| WORK TO COMPLETE |
Retype the material that follows, keeping every word as it is.

-- start EXERCISE MATERIAL --

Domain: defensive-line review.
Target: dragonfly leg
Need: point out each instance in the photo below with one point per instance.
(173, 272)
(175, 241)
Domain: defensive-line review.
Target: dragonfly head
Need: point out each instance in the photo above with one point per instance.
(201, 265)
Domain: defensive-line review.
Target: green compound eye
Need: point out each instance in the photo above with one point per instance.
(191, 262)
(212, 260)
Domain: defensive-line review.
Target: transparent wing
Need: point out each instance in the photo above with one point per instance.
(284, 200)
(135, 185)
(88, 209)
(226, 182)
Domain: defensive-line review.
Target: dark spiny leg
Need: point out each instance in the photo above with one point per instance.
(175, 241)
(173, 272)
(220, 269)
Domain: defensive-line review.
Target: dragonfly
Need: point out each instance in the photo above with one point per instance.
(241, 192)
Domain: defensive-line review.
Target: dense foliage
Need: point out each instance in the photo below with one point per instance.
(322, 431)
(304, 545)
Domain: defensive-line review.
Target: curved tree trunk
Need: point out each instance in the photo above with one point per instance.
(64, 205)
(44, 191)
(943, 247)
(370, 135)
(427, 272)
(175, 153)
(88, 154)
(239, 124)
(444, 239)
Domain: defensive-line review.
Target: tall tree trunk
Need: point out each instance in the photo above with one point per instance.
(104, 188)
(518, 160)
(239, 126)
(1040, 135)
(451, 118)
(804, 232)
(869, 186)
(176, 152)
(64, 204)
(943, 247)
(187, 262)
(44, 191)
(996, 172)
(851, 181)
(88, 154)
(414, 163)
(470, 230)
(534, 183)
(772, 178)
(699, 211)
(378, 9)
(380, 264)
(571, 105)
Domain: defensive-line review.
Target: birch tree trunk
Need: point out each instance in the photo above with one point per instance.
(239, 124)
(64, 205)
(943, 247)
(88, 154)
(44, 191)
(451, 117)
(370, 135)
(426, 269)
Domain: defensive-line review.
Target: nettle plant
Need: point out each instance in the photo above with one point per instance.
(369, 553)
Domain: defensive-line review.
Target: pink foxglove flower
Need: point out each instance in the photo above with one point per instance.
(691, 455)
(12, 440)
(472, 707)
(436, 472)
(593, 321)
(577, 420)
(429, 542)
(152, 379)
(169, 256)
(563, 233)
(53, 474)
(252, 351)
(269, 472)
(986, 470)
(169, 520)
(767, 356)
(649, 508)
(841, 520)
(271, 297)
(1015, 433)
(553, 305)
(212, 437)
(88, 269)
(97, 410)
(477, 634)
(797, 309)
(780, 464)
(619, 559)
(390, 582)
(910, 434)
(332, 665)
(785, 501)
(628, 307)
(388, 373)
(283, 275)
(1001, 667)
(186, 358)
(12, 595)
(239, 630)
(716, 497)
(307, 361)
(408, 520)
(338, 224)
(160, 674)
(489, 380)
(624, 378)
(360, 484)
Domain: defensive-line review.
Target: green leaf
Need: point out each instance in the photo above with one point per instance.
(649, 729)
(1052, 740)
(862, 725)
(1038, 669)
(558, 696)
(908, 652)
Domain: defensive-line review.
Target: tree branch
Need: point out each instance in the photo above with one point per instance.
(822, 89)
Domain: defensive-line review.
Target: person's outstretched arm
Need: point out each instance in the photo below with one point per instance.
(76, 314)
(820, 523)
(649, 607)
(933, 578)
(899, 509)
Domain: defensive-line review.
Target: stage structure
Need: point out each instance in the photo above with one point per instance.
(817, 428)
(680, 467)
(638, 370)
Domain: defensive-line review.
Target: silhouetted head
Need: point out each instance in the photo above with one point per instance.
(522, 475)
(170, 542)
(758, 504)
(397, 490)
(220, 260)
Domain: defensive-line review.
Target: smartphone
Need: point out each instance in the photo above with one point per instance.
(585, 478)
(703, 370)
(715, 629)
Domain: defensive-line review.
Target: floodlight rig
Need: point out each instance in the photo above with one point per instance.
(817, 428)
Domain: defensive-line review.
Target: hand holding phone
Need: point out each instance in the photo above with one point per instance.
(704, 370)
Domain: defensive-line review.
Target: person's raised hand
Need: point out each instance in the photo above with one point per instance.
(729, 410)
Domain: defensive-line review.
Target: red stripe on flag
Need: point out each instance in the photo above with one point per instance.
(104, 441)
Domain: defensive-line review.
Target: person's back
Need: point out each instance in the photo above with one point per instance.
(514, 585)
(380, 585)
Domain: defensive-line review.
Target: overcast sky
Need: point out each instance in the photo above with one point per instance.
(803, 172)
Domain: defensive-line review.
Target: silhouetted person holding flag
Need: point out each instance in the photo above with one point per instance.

-- end EXERCISE MATERIAL --

| PROBLEM SOLUTION |
Domain: defensive-line review.
Target: dragonfly leg
Need: point out each instance in the photo below with one point per instance.
(173, 272)
(175, 241)
Domain: defensive-line review.
Target: dragonfly head
Need: point out each instance in the photo above with one point per instance.
(201, 265)
Domain: defensive-line review.
Target: green compound eye
Need: point out each instance in the photo above with one point per instance.
(191, 262)
(212, 260)
Domain: defensive-line review.
Target: transparent wing
Need: point out each instance in the photo above with one point per instance.
(284, 200)
(135, 185)
(88, 209)
(226, 182)
Domain: defensive-line review.
Target: dark spiny leg
Need: point out each instance in the photo above with one point per instance.
(175, 241)
(173, 272)
(220, 269)
Domain: defensive-line review.
Target: dragonfly
Need: point out each instance in the photo above with one point per instance.
(241, 192)
Domain: defensive-line review.
Target: dense foliage
Need: point out each instance in the photo below with one point per instance.
(322, 431)
(304, 545)
Domain: defensive-line review.
Target: curved tree trunk
Need: point out each instance in the photo above with one point per instance.
(64, 205)
(44, 191)
(943, 247)
(370, 135)
(427, 272)
(175, 153)
(88, 154)
(239, 124)
(444, 239)
Domain: defensive-line review.
Target: tall tree trunk
Need: point out each instance in the photo above with one point per instance.
(104, 188)
(518, 160)
(239, 126)
(1040, 135)
(451, 118)
(804, 232)
(869, 186)
(176, 152)
(64, 204)
(943, 247)
(187, 262)
(44, 191)
(996, 172)
(851, 181)
(88, 154)
(414, 163)
(470, 230)
(534, 183)
(772, 178)
(699, 211)
(378, 9)
(380, 264)
(571, 105)
Domain: defensive-line review.
Target: birch tree trunk
Need: point out each instance in the photo above with one point per instance.
(239, 124)
(64, 205)
(943, 247)
(88, 154)
(44, 191)
(451, 117)
(370, 135)
(426, 269)
Domain: defensive-line review.
Target: nettle plant
Need: point out each instance in the photo above with one point per instance.
(369, 553)
Domain: defensive-line review.
Target: pink foxglove flower
Need: point out each instance in the photo above with one point per instance.
(691, 455)
(12, 440)
(472, 707)
(436, 472)
(593, 321)
(577, 420)
(429, 542)
(152, 379)
(169, 256)
(563, 233)
(53, 474)
(252, 351)
(269, 472)
(986, 470)
(169, 520)
(767, 356)
(649, 508)
(841, 520)
(271, 297)
(1015, 433)
(553, 305)
(212, 437)
(88, 269)
(97, 410)
(477, 634)
(797, 309)
(780, 464)
(619, 559)
(390, 582)
(910, 434)
(332, 665)
(785, 501)
(628, 307)
(388, 373)
(283, 275)
(1001, 667)
(186, 358)
(12, 595)
(239, 630)
(716, 497)
(307, 361)
(408, 520)
(338, 224)
(160, 674)
(489, 380)
(624, 378)
(360, 484)
Domain: defensive-line review.
Target: green leaf
Need: point out each instance in the photo above with one point per instance.
(649, 729)
(1052, 740)
(862, 725)
(1038, 669)
(558, 696)
(908, 652)
Domain: defensive-line review.
Target: tree branch
Need: point out each instance in the photo above with one point per instance.
(822, 89)
Domain: defensive-line review.
Target: person's outstretched arm
Need: point out each instance in the photo below with one point per instance.
(76, 314)
(820, 523)
(649, 607)
(933, 578)
(899, 509)
Domain: defensive-line review.
Target: stage structure
Need: point out each instance in the photo above with one point per instance.
(817, 428)
(680, 467)
(638, 370)
Domain: defensive-line review.
Target: silhouetted head
Need: point out each instance in the photo above with one point per instance.
(522, 475)
(170, 542)
(758, 504)
(397, 490)
(220, 260)
Domain: defensive-line review.
Target: smartphone
Need: point out each instance in the photo above with one point per instance.
(585, 478)
(703, 370)
(715, 629)
Domain: defensive-line review.
Target: floodlight rig
Need: point out each instance in the photo above with one point per instance.
(817, 428)
Domain: defensive-line review.
Target: hand holding phone
Need: point out each instance in the photo above with one point per instance.
(704, 370)
Domain: defensive-line review.
Target: person's raised hand
Need: point out each instance in the photo above with one point per instance.
(729, 410)
Domain: defensive-line review.
Target: red stripe on flag
Need: point out each instance in the photo above with one point per instance.
(104, 441)
Domain: defensive-line review.
Target: person's back
Need: point out each instance in the photo above with one point per instance.
(514, 585)
(380, 585)
Domain: defensive-line review.
Target: overcast sky
Need: point out each instance in the photo above with one point per instance.
(803, 172)
Domain: defensive-line review.
Target: silhouetted person holding flag
Need: point out each instance in the photo above with one point per instance.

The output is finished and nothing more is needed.